▸ Excerpt
--- START ---
While you may be praying to be able to give and love, you may yet be blind to the areas where you demonstrate the opposite toward your fellow-creatures in subtle little ways. Leadership in its real sense is built on the love of true giving and on the true giving of love. Nothing can go wrong when that attitude exists. Perfect balance will be attained in all the many dichotomies and conflicts, in all the apparent difficulties of decisions your dualistic life seems to consist of.
Another quality extremely necessary for the leadership that is awaiting many of you is the ability to be impartial and objective. That ability is still often lacking in you, my dearest friends. You refuse to see your personal stake and desires in an issue and you build justifications around your personal, tainted desires. You claim objectivity and impartiality when this couldn't be farther from the truth. If you lack this ability, the next best step that will bring you toward the more advanced state of objective detachment -- and that in fact is already a manifestation of that state to a degree, as well as an indispensable prerequisite of it -- is the awareness of the partiality, the admitting of it, and thus disqualifying yourself from arguing the case in question. Admit how you bend reality according to the emotional colorations of your desires. By now, as a result of your practice in self-honesty, this should be possible for most of you. Your pathwork trains you for this highly advanced state of honesty and fairness. You can, by now, quite easily admit how you have a stake in certain assumptions and do not want to believe differently. And you may also claim that you are nevertheless objective. That is not possible, my friends. For when you are blinded by self-interest and self-righteousness, by resentments and demands, by fear and guilt, by coveting and jealousy, by all sorts of negative feelings and thoughts, your assessments are not, and cannot be objective.
It is truly a sign of greatness to know that you are, in this or that area, full of disturbing, turbulent emotions, full of conflict, and cannot therefore form an opinion. By doing so you take a great step toward your liberation and toward developing the capacity to become a trustworthy, reliable leader. It is the only way to form valid assessments of others, to be objective. A leader must have this greatness. But your stake in explaining and fashioning distorted reality is a tremendous hurdle. And if you have already attained, in some manner, a position of leadership, you can be toppled by the lack of this impartiality. Not admitting it, and claiming that you are free from personal stakes in proclaiming your opinions makes you very vulnerable. You must then guard and defend an unrightful position of leadership.
--- END ---
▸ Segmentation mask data
--- START ---
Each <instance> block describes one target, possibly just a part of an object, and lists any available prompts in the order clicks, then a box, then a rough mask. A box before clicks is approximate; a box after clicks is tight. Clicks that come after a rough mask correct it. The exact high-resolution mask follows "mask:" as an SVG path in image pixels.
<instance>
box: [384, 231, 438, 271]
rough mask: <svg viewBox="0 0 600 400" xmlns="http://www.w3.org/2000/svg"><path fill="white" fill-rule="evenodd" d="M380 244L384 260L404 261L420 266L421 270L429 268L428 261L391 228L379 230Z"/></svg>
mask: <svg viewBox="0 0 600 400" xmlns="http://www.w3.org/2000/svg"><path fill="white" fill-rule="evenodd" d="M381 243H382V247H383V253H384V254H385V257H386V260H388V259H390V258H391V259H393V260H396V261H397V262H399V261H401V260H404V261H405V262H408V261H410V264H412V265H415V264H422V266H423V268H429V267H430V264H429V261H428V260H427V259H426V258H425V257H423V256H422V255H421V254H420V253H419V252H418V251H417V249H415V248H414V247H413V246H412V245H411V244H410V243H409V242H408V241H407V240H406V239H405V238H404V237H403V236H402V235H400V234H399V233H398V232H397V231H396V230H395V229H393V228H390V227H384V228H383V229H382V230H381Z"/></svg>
--- END ---
--- START ---
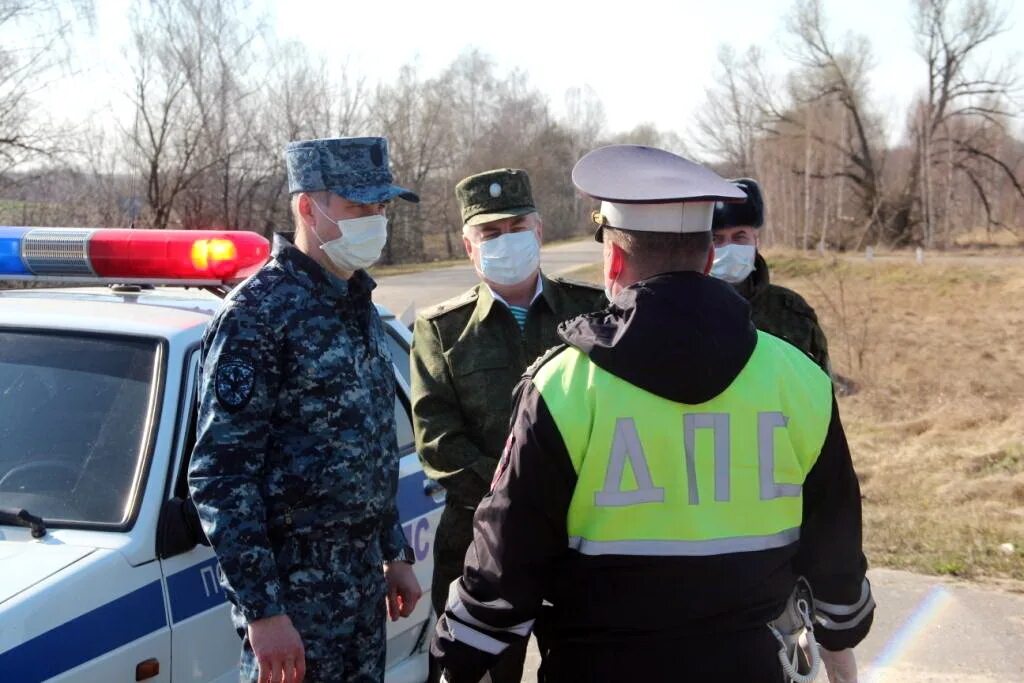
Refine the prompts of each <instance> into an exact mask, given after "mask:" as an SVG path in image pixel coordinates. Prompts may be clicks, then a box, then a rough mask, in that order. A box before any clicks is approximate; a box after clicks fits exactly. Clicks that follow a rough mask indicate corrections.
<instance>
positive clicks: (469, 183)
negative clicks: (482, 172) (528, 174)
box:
--- END ---
--- START ---
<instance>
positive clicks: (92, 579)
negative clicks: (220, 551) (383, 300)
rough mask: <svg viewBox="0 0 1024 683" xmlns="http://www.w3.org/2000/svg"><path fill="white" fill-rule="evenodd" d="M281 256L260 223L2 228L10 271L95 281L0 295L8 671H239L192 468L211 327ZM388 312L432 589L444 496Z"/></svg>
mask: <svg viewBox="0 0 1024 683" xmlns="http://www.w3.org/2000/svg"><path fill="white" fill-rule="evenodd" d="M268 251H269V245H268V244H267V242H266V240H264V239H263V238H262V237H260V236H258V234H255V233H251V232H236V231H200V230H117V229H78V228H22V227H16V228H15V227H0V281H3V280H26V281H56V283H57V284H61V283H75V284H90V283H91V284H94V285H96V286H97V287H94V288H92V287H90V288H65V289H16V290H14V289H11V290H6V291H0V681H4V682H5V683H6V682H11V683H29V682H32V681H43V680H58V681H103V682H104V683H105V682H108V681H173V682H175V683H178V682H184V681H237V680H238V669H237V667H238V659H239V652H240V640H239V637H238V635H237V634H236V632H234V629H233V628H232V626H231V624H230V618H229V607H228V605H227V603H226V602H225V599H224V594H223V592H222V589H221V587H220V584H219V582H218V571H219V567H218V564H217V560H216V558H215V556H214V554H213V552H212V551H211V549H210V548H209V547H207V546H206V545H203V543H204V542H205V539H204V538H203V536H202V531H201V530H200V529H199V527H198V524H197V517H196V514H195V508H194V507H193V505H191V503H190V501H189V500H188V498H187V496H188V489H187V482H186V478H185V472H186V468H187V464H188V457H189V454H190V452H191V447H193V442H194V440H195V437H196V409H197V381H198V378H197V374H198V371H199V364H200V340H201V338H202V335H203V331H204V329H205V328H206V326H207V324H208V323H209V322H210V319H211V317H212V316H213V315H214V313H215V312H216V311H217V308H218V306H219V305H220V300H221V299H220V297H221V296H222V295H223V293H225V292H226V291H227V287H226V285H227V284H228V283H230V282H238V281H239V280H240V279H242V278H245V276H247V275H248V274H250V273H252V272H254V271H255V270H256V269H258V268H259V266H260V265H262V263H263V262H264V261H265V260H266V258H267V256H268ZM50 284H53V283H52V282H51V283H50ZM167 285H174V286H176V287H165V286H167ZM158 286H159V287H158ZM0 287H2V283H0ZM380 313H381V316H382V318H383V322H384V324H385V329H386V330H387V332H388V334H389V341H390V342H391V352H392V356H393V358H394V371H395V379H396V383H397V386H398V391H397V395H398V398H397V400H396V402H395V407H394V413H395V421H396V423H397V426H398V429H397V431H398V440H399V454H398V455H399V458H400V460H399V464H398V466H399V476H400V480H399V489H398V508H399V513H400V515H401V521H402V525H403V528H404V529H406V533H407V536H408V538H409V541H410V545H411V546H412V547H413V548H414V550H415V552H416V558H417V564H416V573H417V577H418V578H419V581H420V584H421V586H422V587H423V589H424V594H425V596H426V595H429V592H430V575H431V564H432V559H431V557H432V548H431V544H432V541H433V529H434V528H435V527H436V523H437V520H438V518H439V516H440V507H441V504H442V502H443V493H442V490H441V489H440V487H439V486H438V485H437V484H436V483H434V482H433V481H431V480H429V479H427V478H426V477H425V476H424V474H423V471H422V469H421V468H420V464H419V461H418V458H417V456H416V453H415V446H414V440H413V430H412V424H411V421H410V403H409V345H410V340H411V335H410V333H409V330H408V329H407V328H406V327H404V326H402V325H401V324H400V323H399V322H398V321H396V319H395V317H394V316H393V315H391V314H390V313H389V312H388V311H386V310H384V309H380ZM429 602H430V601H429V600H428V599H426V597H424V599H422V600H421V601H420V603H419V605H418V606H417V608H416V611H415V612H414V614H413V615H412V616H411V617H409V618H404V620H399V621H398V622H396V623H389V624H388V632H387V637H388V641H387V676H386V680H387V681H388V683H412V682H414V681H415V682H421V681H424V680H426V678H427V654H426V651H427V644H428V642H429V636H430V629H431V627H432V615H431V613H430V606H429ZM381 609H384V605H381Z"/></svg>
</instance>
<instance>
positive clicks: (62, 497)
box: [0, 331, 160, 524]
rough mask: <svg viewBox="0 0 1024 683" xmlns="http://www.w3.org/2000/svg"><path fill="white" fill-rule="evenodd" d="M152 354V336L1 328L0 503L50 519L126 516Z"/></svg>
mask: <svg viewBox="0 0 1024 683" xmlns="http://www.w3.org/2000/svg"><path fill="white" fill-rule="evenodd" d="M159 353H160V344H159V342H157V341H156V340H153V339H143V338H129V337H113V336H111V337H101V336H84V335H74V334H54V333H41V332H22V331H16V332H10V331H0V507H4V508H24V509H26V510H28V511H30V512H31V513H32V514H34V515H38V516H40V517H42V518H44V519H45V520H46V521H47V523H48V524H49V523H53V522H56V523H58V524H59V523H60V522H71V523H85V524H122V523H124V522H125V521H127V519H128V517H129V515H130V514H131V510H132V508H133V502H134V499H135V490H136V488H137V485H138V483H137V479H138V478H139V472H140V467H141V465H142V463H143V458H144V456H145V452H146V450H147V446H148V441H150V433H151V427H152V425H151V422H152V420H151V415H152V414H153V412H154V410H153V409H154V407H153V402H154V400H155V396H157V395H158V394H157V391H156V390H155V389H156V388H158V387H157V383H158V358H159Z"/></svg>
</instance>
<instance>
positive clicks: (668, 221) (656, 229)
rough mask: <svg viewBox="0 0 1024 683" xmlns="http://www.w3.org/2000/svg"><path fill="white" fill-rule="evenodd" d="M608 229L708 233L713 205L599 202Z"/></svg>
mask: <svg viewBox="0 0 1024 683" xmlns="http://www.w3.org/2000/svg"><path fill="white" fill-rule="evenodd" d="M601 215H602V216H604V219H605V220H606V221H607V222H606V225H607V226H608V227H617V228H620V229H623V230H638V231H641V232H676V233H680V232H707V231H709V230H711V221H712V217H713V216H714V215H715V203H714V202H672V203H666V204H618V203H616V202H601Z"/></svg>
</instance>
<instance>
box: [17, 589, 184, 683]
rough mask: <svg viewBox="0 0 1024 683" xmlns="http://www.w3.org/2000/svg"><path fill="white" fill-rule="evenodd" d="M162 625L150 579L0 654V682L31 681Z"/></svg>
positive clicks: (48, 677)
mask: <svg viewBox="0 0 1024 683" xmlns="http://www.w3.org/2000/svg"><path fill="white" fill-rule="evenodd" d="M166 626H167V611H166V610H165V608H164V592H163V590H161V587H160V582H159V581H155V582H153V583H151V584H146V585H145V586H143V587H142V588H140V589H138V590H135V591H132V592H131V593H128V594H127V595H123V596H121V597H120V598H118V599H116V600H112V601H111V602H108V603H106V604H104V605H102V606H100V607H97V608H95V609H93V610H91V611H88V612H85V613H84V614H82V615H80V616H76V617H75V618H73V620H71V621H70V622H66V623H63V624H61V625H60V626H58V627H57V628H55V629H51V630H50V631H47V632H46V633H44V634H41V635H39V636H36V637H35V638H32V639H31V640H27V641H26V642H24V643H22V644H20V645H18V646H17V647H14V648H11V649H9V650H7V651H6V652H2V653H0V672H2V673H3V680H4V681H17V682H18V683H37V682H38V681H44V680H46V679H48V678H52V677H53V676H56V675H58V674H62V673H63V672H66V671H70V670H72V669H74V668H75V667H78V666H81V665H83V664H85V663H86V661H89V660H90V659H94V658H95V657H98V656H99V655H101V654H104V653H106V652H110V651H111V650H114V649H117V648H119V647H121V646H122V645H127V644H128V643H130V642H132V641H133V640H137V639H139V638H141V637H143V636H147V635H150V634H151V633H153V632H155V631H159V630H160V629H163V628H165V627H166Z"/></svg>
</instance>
--- END ---
▸ Directions
(1) Reproduce the passage on leadership and impartiality word for word, from start to finish.
(2) Find every line in the records that contains the string "negative" with matching case, and copy each of those lines in full.

▸ Task-by-task results
(1)
While you may be praying to be able to give and love, you may yet be blind to the areas where you demonstrate the opposite toward your fellow-creatures in subtle little ways. Leadership in its real sense is built on the love of true giving and on the true giving of love. Nothing can go wrong when that attitude exists. Perfect balance will be attained in all the many dichotomies and conflicts, in all the apparent difficulties of decisions your dualistic life seems to consist of.
Another quality extremely necessary for the leadership that is awaiting many of you is the ability to be impartial and objective. That ability is still often lacking in you, my dearest friends. You refuse to see your personal stake and desires in an issue and you build justifications around your personal, tainted desires. You claim objectivity and impartiality when this couldn't be farther from the truth. If you lack this ability, the next best step that will bring you toward the more advanced state of objective detachment -- and that in fact is already a manifestation of that state to a degree, as well as an indispensable prerequisite of it -- is the awareness of the partiality, the admitting of it, and thus disqualifying yourself from arguing the case in question. Admit how you bend reality according to the emotional colorations of your desires. By now, as a result of your practice in self-honesty, this should be possible for most of you. Your pathwork trains you for this highly advanced state of honesty and fairness. You can, by now, quite easily admit how you have a stake in certain assumptions and do not want to believe differently. And you may also claim that you are nevertheless objective. That is not possible, my friends. For when you are blinded by self-interest and self-righteousness, by resentments and demands, by fear and guilt, by coveting and jealousy, by all sorts of negative feelings and thoughts, your assessments are not, and cannot be objective.
It is truly a sign of greatness to know that you are, in this or that area, full of disturbing, turbulent emotions, full of conflict, and cannot therefore form an opinion. By doing so you take a great step toward your liberation and toward developing the capacity to become a trustworthy, reliable leader. It is the only way to form valid assessments of others, to be objective. A leader must have this greatness. But your stake in explaining and fashioning distorted reality is a tremendous hurdle. And if you have already attained, in some manner, a position of leadership, you can be toppled by the lack of this impartiality. Not admitting it, and claiming that you are free from personal stakes in proclaiming your opinions makes you very vulnerable. You must then guard and defend an unrightful position of leadership.

(2)
negative clicks: (482, 172) (528, 174)
negative clicks: (220, 551) (383, 300)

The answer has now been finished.